-- LISTED ENTRIES follows --

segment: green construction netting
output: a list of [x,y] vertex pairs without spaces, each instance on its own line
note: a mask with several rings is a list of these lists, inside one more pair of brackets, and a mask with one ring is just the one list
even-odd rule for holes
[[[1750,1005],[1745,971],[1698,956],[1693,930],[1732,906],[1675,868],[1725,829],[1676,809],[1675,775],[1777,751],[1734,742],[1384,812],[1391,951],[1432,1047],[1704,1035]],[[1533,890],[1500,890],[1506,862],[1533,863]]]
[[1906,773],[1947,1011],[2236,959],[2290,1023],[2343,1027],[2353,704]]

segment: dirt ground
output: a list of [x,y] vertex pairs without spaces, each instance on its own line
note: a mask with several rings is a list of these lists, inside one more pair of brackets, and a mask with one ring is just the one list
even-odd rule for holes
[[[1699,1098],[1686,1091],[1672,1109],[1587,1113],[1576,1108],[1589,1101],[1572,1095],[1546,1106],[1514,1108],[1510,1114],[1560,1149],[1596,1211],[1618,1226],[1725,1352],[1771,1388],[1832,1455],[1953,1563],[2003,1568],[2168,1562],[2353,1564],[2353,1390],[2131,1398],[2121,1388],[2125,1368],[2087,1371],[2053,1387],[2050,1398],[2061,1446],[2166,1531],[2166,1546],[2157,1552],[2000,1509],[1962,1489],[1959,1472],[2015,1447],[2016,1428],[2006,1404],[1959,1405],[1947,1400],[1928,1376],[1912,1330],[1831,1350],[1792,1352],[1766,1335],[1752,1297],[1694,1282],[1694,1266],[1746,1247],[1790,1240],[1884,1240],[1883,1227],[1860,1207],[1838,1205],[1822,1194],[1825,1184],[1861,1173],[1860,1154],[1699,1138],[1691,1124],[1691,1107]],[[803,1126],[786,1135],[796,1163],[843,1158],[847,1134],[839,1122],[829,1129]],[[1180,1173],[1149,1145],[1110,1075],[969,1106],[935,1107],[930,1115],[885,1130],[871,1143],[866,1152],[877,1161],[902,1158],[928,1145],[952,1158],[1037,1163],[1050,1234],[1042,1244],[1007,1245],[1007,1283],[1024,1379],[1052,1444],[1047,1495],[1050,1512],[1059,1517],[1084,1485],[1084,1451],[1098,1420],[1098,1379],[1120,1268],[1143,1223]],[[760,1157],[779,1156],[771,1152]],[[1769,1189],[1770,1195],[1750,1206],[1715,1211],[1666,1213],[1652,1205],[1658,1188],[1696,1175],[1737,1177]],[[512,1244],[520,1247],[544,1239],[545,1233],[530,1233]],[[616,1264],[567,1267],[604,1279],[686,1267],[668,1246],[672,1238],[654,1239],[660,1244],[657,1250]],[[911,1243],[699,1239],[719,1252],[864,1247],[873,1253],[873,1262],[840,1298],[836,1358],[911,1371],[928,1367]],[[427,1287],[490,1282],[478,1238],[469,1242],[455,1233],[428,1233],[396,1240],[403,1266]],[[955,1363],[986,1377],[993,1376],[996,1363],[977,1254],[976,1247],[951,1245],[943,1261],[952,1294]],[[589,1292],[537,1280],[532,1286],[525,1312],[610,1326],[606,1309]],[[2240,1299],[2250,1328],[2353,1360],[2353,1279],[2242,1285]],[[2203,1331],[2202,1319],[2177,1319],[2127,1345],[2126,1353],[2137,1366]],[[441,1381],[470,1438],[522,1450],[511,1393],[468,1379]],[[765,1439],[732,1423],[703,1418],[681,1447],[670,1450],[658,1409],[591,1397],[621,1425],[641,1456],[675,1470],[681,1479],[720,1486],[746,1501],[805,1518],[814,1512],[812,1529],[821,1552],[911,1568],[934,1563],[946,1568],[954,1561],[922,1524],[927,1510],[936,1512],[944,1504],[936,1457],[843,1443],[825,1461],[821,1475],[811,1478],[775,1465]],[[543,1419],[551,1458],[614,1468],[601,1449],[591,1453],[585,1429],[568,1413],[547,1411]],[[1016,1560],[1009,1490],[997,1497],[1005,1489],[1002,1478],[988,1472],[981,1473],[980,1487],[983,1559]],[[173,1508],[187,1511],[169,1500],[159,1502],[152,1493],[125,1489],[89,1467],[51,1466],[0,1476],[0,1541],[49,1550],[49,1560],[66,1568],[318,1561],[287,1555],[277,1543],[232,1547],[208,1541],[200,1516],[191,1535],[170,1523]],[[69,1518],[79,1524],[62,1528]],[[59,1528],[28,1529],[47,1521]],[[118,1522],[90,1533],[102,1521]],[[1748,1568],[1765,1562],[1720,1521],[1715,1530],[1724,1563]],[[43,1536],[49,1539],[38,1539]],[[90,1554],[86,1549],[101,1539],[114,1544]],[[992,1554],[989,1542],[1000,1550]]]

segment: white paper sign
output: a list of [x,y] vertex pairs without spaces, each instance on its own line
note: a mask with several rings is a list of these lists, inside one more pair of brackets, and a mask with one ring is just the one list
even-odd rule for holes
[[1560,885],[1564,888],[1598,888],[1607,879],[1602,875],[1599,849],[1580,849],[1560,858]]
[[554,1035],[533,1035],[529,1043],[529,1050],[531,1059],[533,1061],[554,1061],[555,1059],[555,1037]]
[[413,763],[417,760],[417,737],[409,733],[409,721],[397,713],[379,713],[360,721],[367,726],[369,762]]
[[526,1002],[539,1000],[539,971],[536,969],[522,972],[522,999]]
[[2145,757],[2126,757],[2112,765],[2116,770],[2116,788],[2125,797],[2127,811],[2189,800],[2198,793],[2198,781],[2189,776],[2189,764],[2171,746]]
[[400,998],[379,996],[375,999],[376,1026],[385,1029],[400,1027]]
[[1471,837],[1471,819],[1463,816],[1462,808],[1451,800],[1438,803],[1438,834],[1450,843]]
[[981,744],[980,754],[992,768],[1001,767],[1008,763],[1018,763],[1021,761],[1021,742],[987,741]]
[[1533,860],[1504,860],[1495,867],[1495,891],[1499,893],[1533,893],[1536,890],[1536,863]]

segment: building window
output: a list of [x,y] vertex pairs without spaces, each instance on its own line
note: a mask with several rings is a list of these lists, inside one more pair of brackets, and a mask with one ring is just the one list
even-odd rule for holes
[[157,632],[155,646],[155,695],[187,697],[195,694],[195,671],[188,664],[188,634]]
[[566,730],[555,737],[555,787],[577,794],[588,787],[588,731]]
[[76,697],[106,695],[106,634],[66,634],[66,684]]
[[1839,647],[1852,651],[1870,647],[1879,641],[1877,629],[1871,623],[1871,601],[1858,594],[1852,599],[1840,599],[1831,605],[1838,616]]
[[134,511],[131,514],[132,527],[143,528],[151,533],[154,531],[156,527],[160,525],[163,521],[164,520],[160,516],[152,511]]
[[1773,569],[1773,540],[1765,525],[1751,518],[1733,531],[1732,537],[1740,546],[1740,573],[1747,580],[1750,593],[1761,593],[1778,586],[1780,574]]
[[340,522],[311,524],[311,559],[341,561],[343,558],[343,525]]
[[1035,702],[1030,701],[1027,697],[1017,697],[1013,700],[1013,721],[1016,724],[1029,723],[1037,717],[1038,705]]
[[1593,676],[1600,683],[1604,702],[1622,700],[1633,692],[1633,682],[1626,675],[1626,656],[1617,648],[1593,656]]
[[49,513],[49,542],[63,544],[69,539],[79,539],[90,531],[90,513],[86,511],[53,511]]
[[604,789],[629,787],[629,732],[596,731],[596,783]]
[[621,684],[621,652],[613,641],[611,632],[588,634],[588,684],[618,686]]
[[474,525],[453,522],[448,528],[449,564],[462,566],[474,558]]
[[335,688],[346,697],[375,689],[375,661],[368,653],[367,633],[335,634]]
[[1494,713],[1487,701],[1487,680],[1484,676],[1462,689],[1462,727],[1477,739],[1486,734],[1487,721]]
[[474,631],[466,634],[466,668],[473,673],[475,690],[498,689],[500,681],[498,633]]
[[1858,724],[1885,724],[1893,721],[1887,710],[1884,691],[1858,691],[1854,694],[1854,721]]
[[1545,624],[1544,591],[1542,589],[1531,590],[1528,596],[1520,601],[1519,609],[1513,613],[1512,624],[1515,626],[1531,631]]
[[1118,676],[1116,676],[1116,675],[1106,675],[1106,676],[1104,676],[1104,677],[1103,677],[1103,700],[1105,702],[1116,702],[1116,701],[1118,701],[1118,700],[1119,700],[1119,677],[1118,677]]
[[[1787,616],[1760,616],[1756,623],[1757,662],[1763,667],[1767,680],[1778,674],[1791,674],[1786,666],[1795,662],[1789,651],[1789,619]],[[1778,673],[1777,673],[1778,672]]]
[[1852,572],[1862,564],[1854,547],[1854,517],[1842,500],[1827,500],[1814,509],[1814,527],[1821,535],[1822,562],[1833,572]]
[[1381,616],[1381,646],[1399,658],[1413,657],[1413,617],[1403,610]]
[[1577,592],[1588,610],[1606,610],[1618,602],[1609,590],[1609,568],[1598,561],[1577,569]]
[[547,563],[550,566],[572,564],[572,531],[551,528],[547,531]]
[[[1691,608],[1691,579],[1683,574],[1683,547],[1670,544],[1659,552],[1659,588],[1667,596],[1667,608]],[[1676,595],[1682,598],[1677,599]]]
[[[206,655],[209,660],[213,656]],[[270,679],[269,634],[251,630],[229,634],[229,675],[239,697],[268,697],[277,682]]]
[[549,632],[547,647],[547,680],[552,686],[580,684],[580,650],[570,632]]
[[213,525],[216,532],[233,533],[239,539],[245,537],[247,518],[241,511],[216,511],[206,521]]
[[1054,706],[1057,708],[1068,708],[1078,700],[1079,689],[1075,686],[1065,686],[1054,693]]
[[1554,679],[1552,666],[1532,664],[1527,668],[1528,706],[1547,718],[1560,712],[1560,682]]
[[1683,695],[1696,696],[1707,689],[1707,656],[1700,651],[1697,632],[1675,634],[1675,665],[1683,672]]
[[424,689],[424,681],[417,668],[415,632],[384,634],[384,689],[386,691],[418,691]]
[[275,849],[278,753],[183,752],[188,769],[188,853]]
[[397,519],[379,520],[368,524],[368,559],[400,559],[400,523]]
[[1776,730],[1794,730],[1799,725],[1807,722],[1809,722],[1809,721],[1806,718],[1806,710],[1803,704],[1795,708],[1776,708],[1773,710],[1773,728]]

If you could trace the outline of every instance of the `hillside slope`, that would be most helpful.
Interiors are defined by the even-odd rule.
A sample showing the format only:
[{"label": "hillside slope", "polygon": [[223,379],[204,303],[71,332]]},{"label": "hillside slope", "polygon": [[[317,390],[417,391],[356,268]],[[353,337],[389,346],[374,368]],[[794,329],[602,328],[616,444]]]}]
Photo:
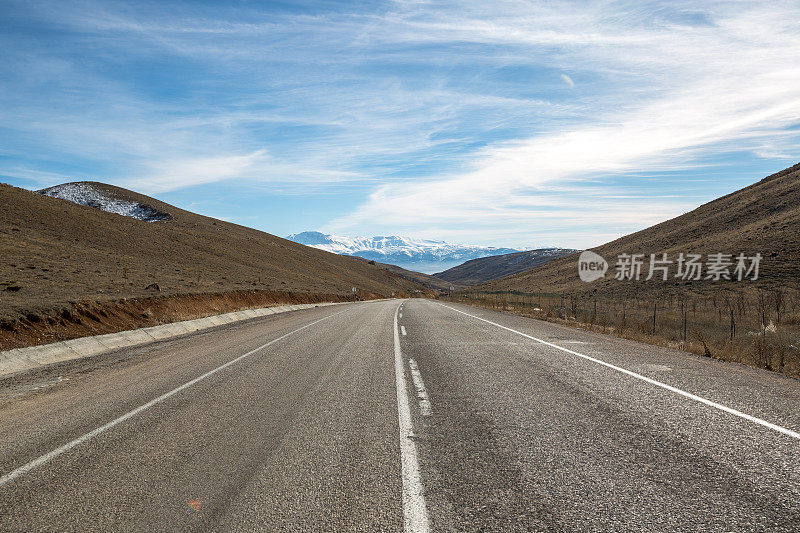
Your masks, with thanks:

-- LISTED ENTRIES concluded --

> [AIM OF THE EXERCISE]
Wherever "hillside" occurs in the records above, copy the line it sits in.

> [YOUR RESPONSE]
If you could trace the outline of every instance of the `hillside slope`, that would be most helpful.
[{"label": "hillside slope", "polygon": [[223,379],[204,303],[71,332]]},{"label": "hillside slope", "polygon": [[[317,390],[417,391],[356,268]],[[353,337],[389,346],[374,368]],[[794,329],[602,328],[616,444]]]}]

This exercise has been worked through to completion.